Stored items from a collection

———

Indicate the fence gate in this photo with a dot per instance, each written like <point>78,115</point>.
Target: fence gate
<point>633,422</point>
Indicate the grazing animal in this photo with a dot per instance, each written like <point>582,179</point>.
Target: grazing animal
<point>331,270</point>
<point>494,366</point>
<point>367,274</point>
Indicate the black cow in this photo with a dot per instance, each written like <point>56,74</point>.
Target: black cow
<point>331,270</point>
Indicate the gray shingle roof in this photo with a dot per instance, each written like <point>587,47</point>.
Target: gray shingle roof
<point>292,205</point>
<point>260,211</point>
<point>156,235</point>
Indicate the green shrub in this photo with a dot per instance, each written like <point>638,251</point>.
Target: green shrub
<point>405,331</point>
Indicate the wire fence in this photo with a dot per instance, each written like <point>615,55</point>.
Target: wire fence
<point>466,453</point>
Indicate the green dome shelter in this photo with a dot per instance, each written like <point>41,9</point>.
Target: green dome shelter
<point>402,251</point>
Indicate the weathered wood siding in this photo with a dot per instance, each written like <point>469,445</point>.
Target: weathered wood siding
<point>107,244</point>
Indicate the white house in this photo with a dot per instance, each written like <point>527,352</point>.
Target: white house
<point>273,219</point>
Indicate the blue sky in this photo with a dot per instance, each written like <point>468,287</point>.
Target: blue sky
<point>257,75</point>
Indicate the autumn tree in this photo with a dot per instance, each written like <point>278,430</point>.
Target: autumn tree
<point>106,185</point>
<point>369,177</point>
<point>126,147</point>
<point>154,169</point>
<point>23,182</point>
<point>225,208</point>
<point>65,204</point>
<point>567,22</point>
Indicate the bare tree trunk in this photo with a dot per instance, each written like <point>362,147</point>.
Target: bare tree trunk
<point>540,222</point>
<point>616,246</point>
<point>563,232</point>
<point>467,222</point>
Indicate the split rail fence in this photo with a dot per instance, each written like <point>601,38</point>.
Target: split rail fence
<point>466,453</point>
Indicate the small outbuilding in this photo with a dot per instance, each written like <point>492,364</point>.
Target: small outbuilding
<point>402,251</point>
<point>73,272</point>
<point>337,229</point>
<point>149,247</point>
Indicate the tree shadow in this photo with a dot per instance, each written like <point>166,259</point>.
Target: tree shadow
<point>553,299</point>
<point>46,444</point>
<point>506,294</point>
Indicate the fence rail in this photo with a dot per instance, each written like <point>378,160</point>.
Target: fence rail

———

### About this exercise
From the entries above, give again exactly the lines running from the line with "Indicate the grazing" to the line with "Indicate the small"; include both of those lines.

### Response area
Indicate the grazing animal in this photo with a dot per instance, each written like <point>582,179</point>.
Target: grazing animal
<point>331,270</point>
<point>494,366</point>
<point>367,274</point>
Indicate the black cow in this photo with a dot per instance, each written like <point>56,74</point>.
Target: black cow
<point>331,270</point>
Indicate the gray shingle roof in this photo with a dot per instance, each written like <point>587,47</point>.
Target: gray shingle roof
<point>292,205</point>
<point>260,211</point>
<point>156,235</point>
Indicate the green shrub in this photo with a dot per instance, each written like <point>638,251</point>.
Target: green shrub
<point>405,331</point>
Indicate the wire fence in this photo with a dot per instance, each written like <point>615,55</point>.
Target: wire fence
<point>466,453</point>
Indicate the green dome shelter in this photo with a dot per instance, each written like <point>41,9</point>.
Target: green dome shelter
<point>402,251</point>
Indicate the weathered wood siding in this photo with a dot per instance, each written like <point>469,445</point>.
Target: weathered wood siding
<point>107,244</point>
Indicate the white house in this photo with a dot per instance, each written like <point>527,352</point>.
Target: white house
<point>273,219</point>
Indicate the blue sky in this photo with a dot per instance, each written like <point>468,287</point>.
Target: blue sky
<point>257,75</point>
Indicate the autumn tree in this photo with a dot per instance, each written like <point>278,430</point>.
Target: autumn tree
<point>106,185</point>
<point>369,177</point>
<point>126,147</point>
<point>154,169</point>
<point>23,182</point>
<point>225,208</point>
<point>65,204</point>
<point>567,22</point>
Indicate the bare tree trunk in this photo with a dot per instance, each written like <point>362,147</point>.
Target: bare tree trunk
<point>540,222</point>
<point>616,246</point>
<point>563,232</point>
<point>467,222</point>
Indicate the split rail fence in this photo with a dot per instance, each written like <point>601,38</point>.
Target: split rail fence
<point>466,453</point>
Indicate the small outbuilding in this photo with a dot per instance, each written like <point>492,364</point>.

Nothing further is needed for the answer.